## Begin Data to process
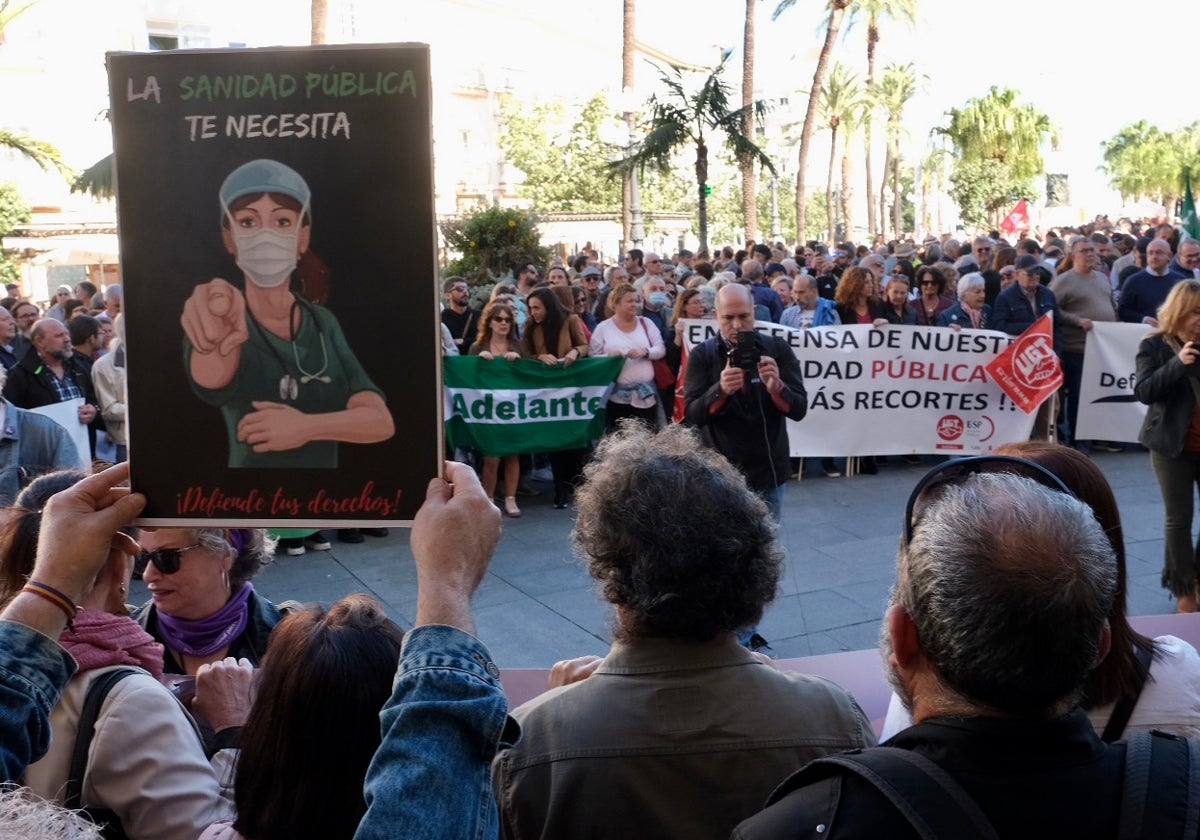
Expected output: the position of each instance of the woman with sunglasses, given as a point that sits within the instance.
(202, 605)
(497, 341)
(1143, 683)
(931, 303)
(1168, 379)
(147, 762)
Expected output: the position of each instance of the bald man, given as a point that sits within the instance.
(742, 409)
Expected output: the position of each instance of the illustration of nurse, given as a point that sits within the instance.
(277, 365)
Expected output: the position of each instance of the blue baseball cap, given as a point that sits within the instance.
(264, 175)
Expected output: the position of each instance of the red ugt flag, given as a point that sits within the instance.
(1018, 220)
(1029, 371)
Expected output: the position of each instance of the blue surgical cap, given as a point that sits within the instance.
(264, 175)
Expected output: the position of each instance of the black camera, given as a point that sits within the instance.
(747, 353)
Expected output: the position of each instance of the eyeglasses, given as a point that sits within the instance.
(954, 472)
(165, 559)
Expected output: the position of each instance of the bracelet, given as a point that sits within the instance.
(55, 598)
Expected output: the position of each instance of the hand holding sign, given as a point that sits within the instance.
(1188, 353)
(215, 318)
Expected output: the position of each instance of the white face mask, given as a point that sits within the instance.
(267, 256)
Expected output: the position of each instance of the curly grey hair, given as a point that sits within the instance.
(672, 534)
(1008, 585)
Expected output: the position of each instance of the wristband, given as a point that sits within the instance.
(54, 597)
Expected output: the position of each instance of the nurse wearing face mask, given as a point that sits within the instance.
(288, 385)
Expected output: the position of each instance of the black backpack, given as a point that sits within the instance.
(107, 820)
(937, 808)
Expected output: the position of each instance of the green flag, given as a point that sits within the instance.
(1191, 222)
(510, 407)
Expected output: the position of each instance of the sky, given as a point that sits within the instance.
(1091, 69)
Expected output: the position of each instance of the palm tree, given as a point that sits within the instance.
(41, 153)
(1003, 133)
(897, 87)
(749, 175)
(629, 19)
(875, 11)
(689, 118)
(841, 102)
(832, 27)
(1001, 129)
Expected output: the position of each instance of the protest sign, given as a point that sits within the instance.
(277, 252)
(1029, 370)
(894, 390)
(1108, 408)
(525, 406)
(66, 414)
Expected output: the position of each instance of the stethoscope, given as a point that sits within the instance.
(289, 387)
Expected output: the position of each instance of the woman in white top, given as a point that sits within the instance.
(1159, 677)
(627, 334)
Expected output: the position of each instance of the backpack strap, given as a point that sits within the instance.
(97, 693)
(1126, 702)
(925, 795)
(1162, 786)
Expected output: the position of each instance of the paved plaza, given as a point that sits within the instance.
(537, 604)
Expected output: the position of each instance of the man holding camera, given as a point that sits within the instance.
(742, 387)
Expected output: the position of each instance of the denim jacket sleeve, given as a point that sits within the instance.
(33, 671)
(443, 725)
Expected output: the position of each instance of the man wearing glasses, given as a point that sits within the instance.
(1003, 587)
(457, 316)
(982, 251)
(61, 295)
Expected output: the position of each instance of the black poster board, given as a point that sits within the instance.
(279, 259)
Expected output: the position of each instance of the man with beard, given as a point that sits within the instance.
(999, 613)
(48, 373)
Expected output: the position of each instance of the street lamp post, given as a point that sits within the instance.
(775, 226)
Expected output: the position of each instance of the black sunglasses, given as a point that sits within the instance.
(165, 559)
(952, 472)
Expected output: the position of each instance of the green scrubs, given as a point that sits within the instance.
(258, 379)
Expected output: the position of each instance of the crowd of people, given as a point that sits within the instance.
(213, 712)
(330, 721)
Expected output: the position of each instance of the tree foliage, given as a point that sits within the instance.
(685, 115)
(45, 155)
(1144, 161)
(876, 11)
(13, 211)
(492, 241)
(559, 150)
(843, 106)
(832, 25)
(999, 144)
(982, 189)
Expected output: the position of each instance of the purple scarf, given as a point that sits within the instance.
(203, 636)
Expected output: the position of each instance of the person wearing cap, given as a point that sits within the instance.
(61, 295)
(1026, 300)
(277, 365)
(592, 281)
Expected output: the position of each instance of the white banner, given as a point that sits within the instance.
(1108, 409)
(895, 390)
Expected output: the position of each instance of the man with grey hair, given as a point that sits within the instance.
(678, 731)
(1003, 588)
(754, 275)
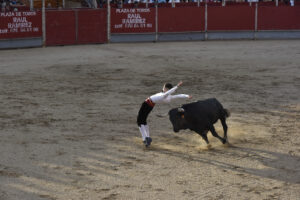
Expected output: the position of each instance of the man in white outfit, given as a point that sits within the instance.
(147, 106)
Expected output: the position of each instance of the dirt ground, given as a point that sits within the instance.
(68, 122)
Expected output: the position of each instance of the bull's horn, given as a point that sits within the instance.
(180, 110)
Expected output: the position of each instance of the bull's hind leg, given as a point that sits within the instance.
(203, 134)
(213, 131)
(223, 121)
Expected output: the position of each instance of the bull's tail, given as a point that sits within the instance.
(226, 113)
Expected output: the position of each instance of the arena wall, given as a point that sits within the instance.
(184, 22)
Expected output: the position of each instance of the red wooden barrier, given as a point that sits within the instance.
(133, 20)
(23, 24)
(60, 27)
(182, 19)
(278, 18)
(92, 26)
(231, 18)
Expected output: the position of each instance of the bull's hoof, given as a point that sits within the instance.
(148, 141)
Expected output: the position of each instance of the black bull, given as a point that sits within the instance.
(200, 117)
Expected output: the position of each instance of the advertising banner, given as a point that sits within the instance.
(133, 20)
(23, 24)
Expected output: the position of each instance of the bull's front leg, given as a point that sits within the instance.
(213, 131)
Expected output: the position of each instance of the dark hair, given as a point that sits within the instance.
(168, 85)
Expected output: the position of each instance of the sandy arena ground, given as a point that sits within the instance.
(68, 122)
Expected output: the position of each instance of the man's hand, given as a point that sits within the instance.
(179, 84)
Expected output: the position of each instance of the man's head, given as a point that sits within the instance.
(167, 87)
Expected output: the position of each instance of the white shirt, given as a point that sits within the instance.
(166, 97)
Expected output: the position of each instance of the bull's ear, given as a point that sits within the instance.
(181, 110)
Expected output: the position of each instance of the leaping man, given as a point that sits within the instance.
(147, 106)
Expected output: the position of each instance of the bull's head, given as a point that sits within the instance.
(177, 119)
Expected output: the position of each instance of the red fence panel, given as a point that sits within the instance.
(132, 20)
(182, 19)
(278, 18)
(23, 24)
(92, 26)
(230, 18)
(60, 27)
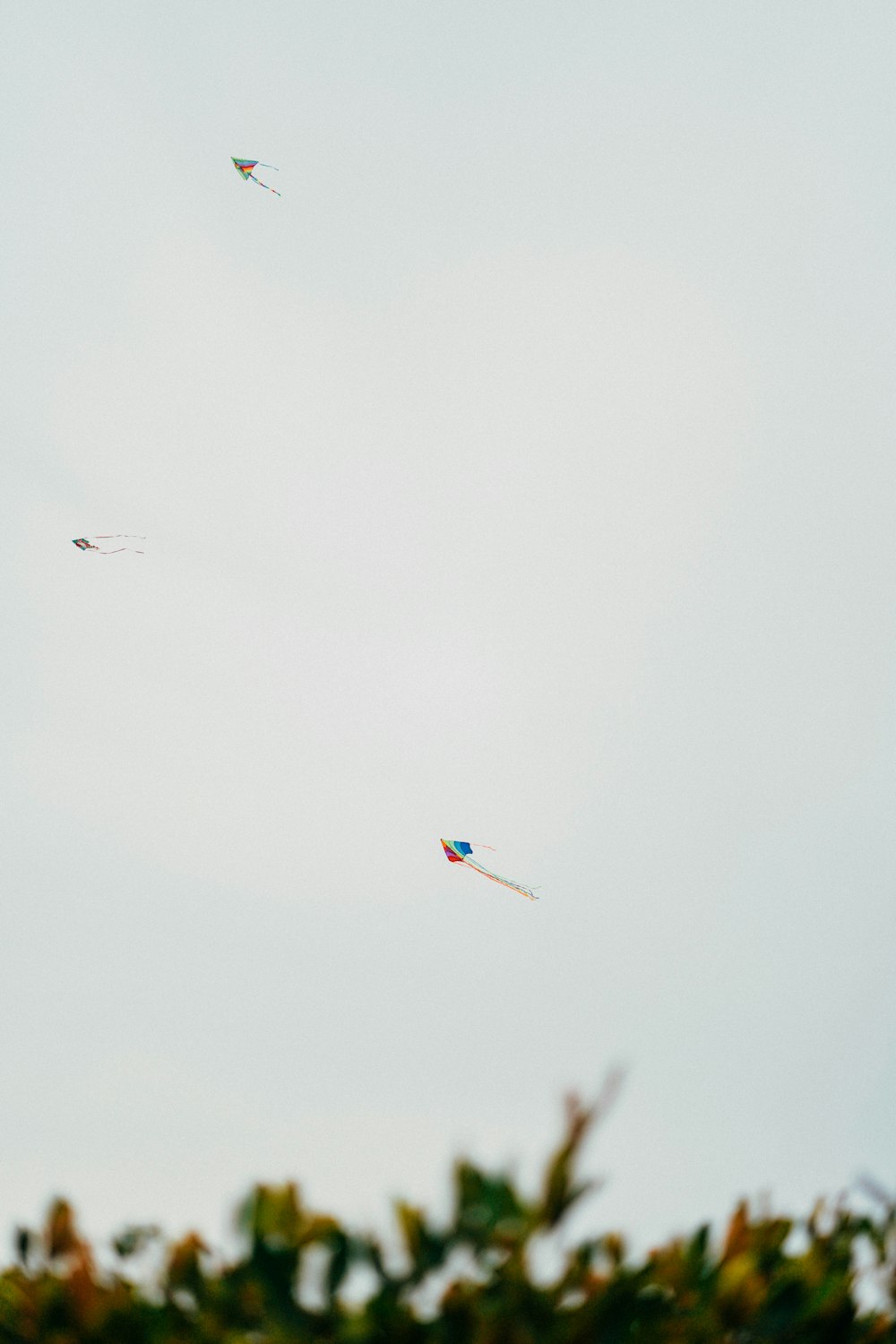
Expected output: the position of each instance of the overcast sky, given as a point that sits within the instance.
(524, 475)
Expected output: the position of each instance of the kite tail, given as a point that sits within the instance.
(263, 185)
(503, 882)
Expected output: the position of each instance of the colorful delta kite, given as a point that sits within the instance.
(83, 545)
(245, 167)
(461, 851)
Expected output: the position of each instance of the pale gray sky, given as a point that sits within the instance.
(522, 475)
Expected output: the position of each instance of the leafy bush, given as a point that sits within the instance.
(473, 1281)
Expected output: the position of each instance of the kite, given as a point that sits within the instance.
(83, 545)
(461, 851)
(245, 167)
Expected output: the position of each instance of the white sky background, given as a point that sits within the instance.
## End Data to process
[What is being asked] Pictures excluded, quote all the data above exactly.

[Written solution]
Expected output: the position of each instance of the woman with sunglasses, given as a point that sits within the instance.
(202, 605)
(497, 341)
(1143, 683)
(931, 303)
(1168, 379)
(147, 762)
Expected output: the position of each instance of the bald man, given as a point that sits within the instance.
(742, 409)
Expected output: the position of each instance of the illustration of nurse, given as a point that sits within the instance.
(277, 365)
Expected output: the position of each instance of the blue baseball cap, given as a point that sits within the instance.
(264, 175)
Expected output: the position of each instance of the red ugt flag, given as a point that sits within the instance.
(1018, 220)
(1029, 371)
Expected output: the position of each instance of the blue surgical cap, given as a point that sits within the instance.
(264, 175)
Expected output: the position of each instance of the black camera, given as a point that sits within the instance.
(747, 353)
Expected output: the position of each instance of the eyeglasses, given as a point that sits within the instance.
(954, 472)
(165, 559)
Expected output: the position of each instance of the bracelet, given as a point that sits within the instance.
(55, 598)
Expected output: the position of each instance of the hand holding sign, given as a point that sits within the instance.
(1188, 353)
(215, 318)
Expected output: the position of each instance of the white face mask, given as a point that sits within the instance.
(267, 256)
Expected output: the position of each instance of the curly grey hair, given as a point that sits within the instance.
(672, 534)
(1008, 585)
Expected output: the position of each instance of the wristband, given as a point that sits within the instance.
(54, 597)
Expected output: the position of each instance of the nurse wearing face mask, given as a point that sits within the instance.
(288, 385)
Expected output: the position of each instance of the black backpack, given as a point that sits within the instance.
(107, 820)
(937, 808)
Expected output: the position of each instance of the green flag, given as a point that sits within the instance.
(1191, 222)
(510, 407)
Expected output: the position of each instance of the sky, given as a point that sits within the instance.
(1091, 69)
Expected output: the position of each instance of the palm tree, given as a point that sits within the instance.
(41, 153)
(1003, 133)
(897, 87)
(749, 175)
(629, 19)
(875, 11)
(689, 118)
(841, 102)
(832, 27)
(1001, 129)
Expected output: the position of each instance of the protest sign, given as a point that sits within the instance.
(277, 252)
(1029, 370)
(894, 390)
(1108, 408)
(525, 406)
(66, 414)
Expected output: the position of each instance of the stethoscope, given as a point that sits within the instance.
(289, 387)
Expected output: the position of each instance of the woman in white top, given as a point that sits within the instance.
(1159, 677)
(627, 334)
Expected output: the position of each instance of the backpack strap, given as a point that sits within the instance.
(97, 693)
(1126, 702)
(925, 795)
(1162, 786)
Expected output: the position of each instance of the paved plaza, given as a point that sits within the instance.
(537, 604)
Expected output: the position of each instance of the man holding camera, given as a point that sits within the instance.
(742, 387)
Expected output: the position of each instance of the denim jacket sleeve, given as a point that sits within the instance.
(33, 671)
(443, 725)
Expected output: the position of each instance of the man wearing glasses, given as a point that sits within the instance.
(1003, 587)
(457, 316)
(982, 251)
(61, 295)
Expected output: the position of each instance of the black poster board, given as a point that sits within the instance.
(279, 259)
Expected output: the position of each instance of the man with beard, given as a point that sits within the instance.
(999, 613)
(48, 373)
Expected output: the position of each instance of the street lamp post, given as a point that sits within the instance.
(775, 226)
Expected output: the position of each instance of the black sunglasses, given as a point that sits within the instance.
(165, 559)
(952, 472)
Expected output: the position of each instance of the green scrubs, given as a point that sits within the instance.
(258, 379)
Expected output: the position of each instance of the crowd of people, given as a point that sits within the instance.
(213, 712)
(330, 721)
Expected output: the position of each instance of the tree foliage, given as a point that sits within the instance.
(685, 115)
(45, 155)
(1144, 161)
(876, 11)
(13, 211)
(492, 241)
(559, 150)
(843, 106)
(832, 25)
(999, 144)
(982, 189)
Expected output: the position of each instance of the purple scarf, given as a point that sits within the instance.
(203, 636)
Expected output: the position of each instance of the person wearing cap, given as a point that sits within the instance.
(61, 295)
(1026, 300)
(277, 365)
(592, 281)
Expected output: the position of each instance of the white banner, given as a point that sits within the instance.
(1108, 409)
(895, 390)
Expected output: the position of each instance of the man with grey hair, given as a point that sits within the instance.
(678, 731)
(1003, 588)
(754, 275)
Expected output: the position of each instance of the man in white outfit, given as a point that sits within the instance.
(147, 106)
Expected output: the position of each instance of the dirt ground, given as a point that sits within the instance.
(68, 122)
Expected output: the position of each instance of the bull's horn, given as a point that sits within the instance.
(180, 110)
Expected output: the position of each instance of the bull's hind leg, given as a point that sits within the instance.
(203, 134)
(213, 131)
(223, 121)
Expected output: the position of each instance of the bull's tail, given as a point that sits within the instance.
(226, 113)
Expected output: the position of each instance of the arena wall, given as a point that sits within the instance.
(184, 22)
Expected output: the position of each instance of the red wooden barrier, given as a point that sits within the instance.
(133, 20)
(23, 24)
(60, 27)
(182, 19)
(278, 18)
(92, 26)
(231, 18)
Expected output: the position of each instance of the bull's hoof, given as a point that sits within the instance.
(148, 141)
Expected output: the position of each instance of the black bull, given as a point that sits within the instance.
(200, 117)
Expected output: the position of each instance of the advertising banner, given as a point that sits within the instance.
(133, 20)
(23, 24)
Expected output: the position of each instance of the bull's front leg, given as a point that sits within the instance.
(213, 131)
Expected output: the position of each instance of the dark hair, given as a point that sits within the instance.
(168, 85)
Expected output: the position of each instance of the sandy arena ground, given as a point that sits within the instance.
(68, 122)
Expected output: the position of each instance of the man's hand, given as a point that sits within the instance.
(179, 84)
Expected output: the position of each instance of the man's head, given as a point that sits within the instance.
(167, 87)
Expected output: the position of each instance of the white shirt, given as a point that sits within the instance.
(166, 97)
Expected output: the position of each instance of the bull's ear, given as a point that sits within the instance.
(181, 110)
Expected output: the position of each instance of the leaping man, given as a point that sits within the instance.
(147, 106)
Expected output: the position of each instance of the bull's head, given as a point that sits within the instance.
(177, 119)
Expected output: the position of each instance of the red fence panel, given as a point that sits within the instance.
(132, 20)
(182, 19)
(278, 18)
(23, 24)
(92, 26)
(230, 18)
(60, 27)
Expected output: the position of each instance of the overcast sky, given as a point that sits within the instance.
(524, 475)
Expected output: the position of each instance of the kite tail, given as a point that sits within the instance.
(263, 185)
(503, 882)
Expected output: the position of each instance of the colorful delta kite, given as a point that sits within the instance.
(83, 545)
(245, 167)
(461, 851)
Expected output: the position of each instance of the pale gray sky, given as a point that sits within the instance.
(522, 475)
Expected output: the position of each instance of the leafy bush, given as a point that sits within the instance.
(473, 1281)
Expected output: the position of each instance of the kite, given as a point that sits within the instance.
(83, 545)
(461, 851)
(245, 167)
Expected output: the position of each instance of the white sky background, given as a point that sits within the instance.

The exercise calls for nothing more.